[Records excerpted from a collection]
++++++++++
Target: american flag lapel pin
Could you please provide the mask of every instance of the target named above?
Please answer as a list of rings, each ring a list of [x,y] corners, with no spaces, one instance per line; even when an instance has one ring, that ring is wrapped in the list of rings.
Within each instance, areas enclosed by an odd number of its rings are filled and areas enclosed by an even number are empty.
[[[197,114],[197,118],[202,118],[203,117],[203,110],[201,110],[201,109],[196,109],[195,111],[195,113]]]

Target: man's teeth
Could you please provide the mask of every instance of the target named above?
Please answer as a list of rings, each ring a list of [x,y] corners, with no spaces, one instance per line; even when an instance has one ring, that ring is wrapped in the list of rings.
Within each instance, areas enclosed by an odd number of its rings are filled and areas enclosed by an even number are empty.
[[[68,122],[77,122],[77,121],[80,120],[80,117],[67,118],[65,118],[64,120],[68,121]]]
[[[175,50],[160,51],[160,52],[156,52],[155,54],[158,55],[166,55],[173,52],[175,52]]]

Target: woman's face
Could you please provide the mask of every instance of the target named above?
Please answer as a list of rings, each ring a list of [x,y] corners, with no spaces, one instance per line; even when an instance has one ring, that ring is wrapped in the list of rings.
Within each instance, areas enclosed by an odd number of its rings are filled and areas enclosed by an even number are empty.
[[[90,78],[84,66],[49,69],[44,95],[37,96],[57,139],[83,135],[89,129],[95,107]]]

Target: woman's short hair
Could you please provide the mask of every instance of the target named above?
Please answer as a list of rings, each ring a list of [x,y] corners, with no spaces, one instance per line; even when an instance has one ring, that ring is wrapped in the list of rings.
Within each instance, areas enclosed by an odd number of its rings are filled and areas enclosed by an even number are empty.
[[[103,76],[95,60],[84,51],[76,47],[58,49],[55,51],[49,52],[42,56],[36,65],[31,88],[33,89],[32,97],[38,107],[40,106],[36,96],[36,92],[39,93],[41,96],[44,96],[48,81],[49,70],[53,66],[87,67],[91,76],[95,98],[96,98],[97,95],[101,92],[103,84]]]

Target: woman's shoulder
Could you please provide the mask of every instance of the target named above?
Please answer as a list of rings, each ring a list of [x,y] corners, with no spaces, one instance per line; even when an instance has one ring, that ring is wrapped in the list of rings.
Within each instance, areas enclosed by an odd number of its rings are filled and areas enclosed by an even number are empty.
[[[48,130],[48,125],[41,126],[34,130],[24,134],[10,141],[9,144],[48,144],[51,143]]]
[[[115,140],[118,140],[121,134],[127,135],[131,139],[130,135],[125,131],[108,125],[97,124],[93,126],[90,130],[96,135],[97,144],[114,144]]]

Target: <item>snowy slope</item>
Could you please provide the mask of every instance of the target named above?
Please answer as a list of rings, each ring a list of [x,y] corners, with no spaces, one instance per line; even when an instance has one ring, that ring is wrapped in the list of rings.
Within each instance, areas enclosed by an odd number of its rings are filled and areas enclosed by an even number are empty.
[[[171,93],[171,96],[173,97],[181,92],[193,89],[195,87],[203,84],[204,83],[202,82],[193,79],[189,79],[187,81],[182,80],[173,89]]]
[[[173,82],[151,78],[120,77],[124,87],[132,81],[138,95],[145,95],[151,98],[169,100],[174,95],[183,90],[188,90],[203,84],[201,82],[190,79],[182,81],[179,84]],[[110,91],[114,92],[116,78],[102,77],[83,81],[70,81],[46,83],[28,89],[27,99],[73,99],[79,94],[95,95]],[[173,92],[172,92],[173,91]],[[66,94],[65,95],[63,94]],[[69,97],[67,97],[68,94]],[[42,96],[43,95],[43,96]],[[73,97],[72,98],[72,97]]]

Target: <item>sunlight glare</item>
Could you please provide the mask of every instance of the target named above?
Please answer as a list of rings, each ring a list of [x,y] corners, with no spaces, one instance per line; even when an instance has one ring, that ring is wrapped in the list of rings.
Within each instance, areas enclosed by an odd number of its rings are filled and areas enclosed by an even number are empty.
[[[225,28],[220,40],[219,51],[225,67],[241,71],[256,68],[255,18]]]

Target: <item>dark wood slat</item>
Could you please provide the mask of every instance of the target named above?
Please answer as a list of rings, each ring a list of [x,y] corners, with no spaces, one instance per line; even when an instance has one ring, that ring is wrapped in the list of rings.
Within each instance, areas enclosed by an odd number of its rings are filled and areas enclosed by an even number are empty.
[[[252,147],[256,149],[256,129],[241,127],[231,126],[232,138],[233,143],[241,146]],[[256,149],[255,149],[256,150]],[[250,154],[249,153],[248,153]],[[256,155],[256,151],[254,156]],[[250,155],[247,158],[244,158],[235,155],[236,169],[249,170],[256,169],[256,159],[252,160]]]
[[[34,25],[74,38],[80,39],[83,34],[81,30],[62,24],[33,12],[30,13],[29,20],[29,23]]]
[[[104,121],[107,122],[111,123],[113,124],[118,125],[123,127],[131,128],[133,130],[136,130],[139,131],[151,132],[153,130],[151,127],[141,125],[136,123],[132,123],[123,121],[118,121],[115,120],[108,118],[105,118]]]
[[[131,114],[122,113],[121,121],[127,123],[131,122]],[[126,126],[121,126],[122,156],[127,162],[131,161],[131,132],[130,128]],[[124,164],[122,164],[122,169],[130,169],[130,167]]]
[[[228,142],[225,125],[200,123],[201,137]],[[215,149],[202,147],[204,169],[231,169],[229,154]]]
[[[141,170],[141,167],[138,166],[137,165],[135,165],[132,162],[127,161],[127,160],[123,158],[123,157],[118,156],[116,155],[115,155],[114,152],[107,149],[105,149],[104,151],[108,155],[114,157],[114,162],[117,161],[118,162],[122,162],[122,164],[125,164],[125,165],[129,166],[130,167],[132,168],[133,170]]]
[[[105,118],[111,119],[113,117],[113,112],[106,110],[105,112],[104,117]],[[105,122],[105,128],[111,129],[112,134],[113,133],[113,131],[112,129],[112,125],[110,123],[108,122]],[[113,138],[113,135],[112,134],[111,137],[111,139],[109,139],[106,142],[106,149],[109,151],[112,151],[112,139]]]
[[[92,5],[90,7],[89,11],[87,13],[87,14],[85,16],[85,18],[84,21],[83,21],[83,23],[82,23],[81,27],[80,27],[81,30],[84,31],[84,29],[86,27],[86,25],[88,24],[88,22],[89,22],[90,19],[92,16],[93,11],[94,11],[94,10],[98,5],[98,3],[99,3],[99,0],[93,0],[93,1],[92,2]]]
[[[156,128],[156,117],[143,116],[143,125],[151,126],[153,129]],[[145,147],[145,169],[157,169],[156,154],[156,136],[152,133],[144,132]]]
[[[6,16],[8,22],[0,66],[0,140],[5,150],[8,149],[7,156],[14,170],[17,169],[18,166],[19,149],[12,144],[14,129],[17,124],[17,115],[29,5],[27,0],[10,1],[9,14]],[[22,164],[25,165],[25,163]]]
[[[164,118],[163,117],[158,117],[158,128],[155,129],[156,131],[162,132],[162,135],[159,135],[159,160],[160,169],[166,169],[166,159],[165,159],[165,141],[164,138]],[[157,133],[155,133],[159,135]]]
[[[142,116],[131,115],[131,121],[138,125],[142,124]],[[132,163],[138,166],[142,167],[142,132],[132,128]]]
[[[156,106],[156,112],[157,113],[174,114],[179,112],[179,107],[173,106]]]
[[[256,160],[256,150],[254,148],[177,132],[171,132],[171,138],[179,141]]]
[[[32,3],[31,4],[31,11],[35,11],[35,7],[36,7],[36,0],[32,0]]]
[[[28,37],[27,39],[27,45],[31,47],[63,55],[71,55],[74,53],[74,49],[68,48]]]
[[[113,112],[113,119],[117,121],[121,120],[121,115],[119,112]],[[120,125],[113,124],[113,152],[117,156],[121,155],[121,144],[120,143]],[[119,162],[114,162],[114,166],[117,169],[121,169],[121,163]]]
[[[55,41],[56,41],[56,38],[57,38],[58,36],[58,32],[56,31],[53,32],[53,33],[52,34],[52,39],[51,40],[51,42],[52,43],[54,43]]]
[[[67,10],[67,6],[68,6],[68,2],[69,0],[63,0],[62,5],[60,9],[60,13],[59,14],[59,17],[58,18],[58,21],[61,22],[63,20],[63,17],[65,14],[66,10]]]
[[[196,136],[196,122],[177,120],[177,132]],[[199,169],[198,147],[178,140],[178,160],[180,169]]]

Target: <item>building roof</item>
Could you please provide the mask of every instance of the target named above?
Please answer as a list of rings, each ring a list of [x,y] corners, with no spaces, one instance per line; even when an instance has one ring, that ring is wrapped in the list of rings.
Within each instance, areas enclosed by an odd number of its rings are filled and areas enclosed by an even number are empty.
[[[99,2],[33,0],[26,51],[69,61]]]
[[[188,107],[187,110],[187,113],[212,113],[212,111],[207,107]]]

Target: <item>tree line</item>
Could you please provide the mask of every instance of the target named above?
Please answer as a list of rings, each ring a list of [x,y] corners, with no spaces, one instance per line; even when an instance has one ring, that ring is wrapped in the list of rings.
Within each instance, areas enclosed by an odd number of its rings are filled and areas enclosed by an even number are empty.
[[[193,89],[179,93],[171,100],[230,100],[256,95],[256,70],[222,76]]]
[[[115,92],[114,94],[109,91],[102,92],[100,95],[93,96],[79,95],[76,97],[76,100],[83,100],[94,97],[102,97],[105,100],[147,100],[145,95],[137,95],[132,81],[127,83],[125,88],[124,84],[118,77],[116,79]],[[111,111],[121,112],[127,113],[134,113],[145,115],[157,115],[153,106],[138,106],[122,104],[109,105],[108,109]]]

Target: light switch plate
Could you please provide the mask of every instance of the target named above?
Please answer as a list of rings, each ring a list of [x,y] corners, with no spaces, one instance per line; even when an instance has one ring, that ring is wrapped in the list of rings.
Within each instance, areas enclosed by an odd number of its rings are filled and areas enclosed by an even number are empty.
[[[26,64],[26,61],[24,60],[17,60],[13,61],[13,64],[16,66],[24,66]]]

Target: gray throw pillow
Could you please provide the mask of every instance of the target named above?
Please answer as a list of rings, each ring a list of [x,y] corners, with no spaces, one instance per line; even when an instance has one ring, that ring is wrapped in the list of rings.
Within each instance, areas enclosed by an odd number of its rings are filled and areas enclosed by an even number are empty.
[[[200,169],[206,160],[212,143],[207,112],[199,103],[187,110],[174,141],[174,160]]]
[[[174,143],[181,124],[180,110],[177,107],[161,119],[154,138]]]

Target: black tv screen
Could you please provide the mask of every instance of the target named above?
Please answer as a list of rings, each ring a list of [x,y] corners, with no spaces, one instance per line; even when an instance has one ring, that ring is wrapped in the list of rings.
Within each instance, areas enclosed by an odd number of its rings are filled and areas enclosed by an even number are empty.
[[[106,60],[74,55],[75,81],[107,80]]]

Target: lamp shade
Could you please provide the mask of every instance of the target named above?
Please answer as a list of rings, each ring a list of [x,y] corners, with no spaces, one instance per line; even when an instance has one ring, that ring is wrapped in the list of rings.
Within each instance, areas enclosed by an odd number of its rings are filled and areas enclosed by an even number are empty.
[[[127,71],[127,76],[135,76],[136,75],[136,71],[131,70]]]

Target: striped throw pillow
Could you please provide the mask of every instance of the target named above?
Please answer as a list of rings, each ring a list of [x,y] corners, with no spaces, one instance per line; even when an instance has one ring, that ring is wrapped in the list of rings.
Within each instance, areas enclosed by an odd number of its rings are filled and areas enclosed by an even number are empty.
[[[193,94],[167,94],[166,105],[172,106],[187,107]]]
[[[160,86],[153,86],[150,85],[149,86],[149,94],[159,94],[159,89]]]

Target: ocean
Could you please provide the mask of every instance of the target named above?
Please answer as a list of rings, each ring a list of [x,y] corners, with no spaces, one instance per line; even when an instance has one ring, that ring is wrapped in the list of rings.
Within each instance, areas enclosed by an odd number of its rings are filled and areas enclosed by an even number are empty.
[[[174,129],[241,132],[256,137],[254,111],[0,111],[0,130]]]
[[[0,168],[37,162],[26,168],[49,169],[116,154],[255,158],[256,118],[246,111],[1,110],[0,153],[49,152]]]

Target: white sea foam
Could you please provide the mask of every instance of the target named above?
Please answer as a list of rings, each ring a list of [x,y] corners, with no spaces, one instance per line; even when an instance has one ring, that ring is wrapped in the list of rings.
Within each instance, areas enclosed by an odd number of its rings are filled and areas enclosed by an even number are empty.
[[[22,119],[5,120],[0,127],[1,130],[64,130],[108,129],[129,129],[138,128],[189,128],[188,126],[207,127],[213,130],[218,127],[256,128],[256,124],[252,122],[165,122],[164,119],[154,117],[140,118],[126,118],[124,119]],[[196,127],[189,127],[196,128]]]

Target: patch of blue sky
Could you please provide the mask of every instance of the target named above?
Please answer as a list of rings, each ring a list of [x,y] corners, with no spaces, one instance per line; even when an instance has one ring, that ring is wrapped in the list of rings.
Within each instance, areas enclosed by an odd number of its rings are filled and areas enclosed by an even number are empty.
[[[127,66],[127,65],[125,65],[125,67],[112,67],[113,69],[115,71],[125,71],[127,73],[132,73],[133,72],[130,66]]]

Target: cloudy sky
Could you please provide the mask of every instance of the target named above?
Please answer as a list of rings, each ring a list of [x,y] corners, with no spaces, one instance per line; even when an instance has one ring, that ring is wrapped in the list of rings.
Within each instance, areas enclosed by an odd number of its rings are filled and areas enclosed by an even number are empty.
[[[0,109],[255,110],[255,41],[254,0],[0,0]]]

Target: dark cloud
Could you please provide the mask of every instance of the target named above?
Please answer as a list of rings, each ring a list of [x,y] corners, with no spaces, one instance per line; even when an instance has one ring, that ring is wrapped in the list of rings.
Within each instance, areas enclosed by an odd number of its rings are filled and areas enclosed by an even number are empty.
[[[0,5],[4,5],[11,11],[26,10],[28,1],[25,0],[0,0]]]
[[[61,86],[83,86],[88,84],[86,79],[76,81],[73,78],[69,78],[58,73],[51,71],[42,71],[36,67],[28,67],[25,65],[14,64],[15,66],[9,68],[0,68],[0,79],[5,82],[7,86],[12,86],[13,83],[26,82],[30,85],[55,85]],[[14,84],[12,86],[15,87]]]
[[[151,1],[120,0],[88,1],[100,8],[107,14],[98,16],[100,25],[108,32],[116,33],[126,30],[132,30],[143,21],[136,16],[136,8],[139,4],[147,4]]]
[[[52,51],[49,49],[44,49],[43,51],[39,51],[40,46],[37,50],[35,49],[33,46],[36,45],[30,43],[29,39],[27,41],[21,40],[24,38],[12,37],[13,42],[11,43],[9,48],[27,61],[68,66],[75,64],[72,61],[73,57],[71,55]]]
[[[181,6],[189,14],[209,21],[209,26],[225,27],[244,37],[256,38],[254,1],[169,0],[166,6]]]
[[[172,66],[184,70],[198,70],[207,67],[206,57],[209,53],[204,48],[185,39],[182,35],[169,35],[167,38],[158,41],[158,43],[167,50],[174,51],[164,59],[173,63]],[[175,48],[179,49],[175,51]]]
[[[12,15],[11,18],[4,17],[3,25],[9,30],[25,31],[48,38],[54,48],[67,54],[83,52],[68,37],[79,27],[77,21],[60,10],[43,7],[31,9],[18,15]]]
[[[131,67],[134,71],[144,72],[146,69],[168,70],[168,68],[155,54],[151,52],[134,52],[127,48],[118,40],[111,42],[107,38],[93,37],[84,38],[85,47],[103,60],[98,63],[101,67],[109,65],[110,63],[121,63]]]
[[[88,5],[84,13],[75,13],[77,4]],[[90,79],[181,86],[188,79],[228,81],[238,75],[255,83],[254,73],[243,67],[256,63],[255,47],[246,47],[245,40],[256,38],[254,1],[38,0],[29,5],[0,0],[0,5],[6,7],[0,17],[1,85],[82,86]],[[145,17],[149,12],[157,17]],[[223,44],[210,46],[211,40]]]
++++++++++
In the records above, how many lines contain the string "dark", matching case exactly? Reply with the number alone.

2